━━━━━ Data supplied ━━━━━

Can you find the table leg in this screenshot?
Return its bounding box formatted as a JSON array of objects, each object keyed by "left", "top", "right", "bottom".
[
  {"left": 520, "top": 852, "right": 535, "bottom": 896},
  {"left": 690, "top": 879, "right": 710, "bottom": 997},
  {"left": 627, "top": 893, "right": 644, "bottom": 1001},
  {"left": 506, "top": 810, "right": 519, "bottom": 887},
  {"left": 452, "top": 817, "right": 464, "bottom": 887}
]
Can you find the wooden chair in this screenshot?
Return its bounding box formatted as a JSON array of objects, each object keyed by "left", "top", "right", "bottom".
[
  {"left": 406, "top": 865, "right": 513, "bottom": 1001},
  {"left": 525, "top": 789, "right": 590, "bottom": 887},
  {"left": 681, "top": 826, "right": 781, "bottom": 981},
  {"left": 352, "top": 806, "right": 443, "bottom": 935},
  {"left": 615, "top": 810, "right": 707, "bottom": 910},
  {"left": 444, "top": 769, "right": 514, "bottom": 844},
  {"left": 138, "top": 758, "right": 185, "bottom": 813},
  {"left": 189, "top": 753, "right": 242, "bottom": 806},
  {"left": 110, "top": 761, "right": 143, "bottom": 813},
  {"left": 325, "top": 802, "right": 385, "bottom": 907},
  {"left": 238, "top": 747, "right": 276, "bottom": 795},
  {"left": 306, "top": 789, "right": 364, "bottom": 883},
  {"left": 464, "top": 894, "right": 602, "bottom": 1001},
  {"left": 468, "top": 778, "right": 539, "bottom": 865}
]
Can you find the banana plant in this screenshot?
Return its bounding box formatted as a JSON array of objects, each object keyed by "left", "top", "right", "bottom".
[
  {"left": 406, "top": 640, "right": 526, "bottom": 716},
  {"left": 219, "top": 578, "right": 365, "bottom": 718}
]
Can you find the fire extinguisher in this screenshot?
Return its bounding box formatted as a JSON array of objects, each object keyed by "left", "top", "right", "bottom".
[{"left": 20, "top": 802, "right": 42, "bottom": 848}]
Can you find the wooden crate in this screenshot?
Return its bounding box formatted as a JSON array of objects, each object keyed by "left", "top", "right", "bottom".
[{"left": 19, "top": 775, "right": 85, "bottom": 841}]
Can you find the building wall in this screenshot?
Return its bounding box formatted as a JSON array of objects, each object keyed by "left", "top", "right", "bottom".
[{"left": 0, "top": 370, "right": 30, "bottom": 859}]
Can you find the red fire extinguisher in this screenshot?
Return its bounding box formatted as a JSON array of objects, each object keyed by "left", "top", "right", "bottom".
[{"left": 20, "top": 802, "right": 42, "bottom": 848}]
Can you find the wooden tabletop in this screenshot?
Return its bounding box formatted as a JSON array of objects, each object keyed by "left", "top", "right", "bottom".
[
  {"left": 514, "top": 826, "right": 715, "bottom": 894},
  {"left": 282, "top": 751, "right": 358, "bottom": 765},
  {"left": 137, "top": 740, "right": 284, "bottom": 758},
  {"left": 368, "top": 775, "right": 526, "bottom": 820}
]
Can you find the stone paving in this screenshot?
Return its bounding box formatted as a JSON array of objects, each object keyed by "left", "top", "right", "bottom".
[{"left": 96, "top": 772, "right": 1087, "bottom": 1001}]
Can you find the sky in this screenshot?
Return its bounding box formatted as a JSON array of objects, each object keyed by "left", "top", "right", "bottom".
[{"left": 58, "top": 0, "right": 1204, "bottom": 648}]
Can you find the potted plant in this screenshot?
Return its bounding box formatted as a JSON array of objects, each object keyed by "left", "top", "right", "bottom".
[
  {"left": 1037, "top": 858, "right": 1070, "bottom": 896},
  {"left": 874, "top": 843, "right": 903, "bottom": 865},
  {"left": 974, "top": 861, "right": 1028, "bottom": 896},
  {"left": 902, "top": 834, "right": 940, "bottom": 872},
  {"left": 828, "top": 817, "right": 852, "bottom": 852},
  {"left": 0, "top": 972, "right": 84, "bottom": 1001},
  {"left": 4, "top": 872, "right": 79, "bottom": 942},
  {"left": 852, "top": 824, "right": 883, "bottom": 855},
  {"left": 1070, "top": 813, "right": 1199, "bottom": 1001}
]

━━━━━

Work instructions
Copy out all of the material above word for word, from the first line to the last, changing nothing.

Answer to this problem
Can you find the table leg in this screenshot?
Return its bounding box formatted as a JSON array of objects, each object keyed by "left", "top", "right", "bottom".
[
  {"left": 520, "top": 852, "right": 535, "bottom": 896},
  {"left": 690, "top": 879, "right": 710, "bottom": 997},
  {"left": 627, "top": 893, "right": 644, "bottom": 1001},
  {"left": 506, "top": 810, "right": 519, "bottom": 887},
  {"left": 452, "top": 817, "right": 464, "bottom": 887}
]
Can you find the wooden chair in this screenshot?
Return its bounding box formatted as a JSON array of objects, each object keyed by "left", "top", "right", "bottom".
[
  {"left": 406, "top": 865, "right": 513, "bottom": 1001},
  {"left": 525, "top": 789, "right": 590, "bottom": 887},
  {"left": 681, "top": 826, "right": 781, "bottom": 981},
  {"left": 352, "top": 806, "right": 443, "bottom": 935},
  {"left": 615, "top": 810, "right": 707, "bottom": 910},
  {"left": 444, "top": 769, "right": 514, "bottom": 844},
  {"left": 138, "top": 758, "right": 185, "bottom": 813},
  {"left": 189, "top": 753, "right": 242, "bottom": 806},
  {"left": 110, "top": 761, "right": 143, "bottom": 813},
  {"left": 325, "top": 802, "right": 385, "bottom": 907},
  {"left": 238, "top": 747, "right": 276, "bottom": 795},
  {"left": 306, "top": 789, "right": 364, "bottom": 883},
  {"left": 464, "top": 894, "right": 602, "bottom": 1001},
  {"left": 468, "top": 778, "right": 539, "bottom": 865}
]
Can you find the banana plant in this screenshot?
Return its bounding box formatted as a JSON array of objects, each object keyed by "left", "top", "right", "bottom".
[
  {"left": 406, "top": 640, "right": 526, "bottom": 716},
  {"left": 219, "top": 578, "right": 365, "bottom": 718}
]
Can you find the fire extinguisher in this screenshot?
Return its bounding box formatted as a JSON array of objects, each object keyed by "left", "top", "right", "bottom".
[{"left": 20, "top": 802, "right": 42, "bottom": 848}]
Can you find the wooden crate in this screenshot?
Return its bounding box formatted as a JSON array of objects, each object keyed by "left", "top", "right", "bottom".
[{"left": 19, "top": 775, "right": 85, "bottom": 841}]
Can you find the building wall in this screenshot?
Return its bounding box formatted as a JSON array of objects, each object keyed by "left", "top", "right", "bottom".
[{"left": 0, "top": 370, "right": 30, "bottom": 859}]
Can you find the red fire extinguisher in this screenshot?
Return its bounding box formatted as a JSON array of objects, each object keyed by "left", "top", "right", "bottom".
[{"left": 20, "top": 802, "right": 42, "bottom": 848}]
Can you find the wooden tabletop in this screenshot?
Return its bounding box formatted as a JSON array of objects, each object keyed by "left", "top", "right", "bottom".
[
  {"left": 514, "top": 826, "right": 715, "bottom": 894},
  {"left": 282, "top": 751, "right": 358, "bottom": 765},
  {"left": 137, "top": 740, "right": 284, "bottom": 758},
  {"left": 368, "top": 775, "right": 526, "bottom": 820}
]
Can you find the stone paving in this screenshot?
Return its bounding box formatted as a JSON array of objects, each object keyed by "left", "top", "right", "bottom".
[{"left": 96, "top": 772, "right": 1087, "bottom": 1001}]
Can you find the sky in this screenshot?
Return its bounding box formatted as a JSON array of objects, each object keyed by "left", "top", "right", "bottom".
[{"left": 58, "top": 0, "right": 1204, "bottom": 648}]
Can you find the potted plant in this screenshot?
Return its bounding box formatted as a JSON array of objects, each object keyed by "left", "top", "right", "bottom".
[
  {"left": 1037, "top": 858, "right": 1070, "bottom": 896},
  {"left": 874, "top": 843, "right": 903, "bottom": 865},
  {"left": 974, "top": 861, "right": 1028, "bottom": 896},
  {"left": 902, "top": 834, "right": 940, "bottom": 872},
  {"left": 828, "top": 817, "right": 852, "bottom": 852},
  {"left": 0, "top": 972, "right": 84, "bottom": 1001},
  {"left": 4, "top": 872, "right": 79, "bottom": 942},
  {"left": 852, "top": 824, "right": 883, "bottom": 855},
  {"left": 1070, "top": 813, "right": 1199, "bottom": 1001}
]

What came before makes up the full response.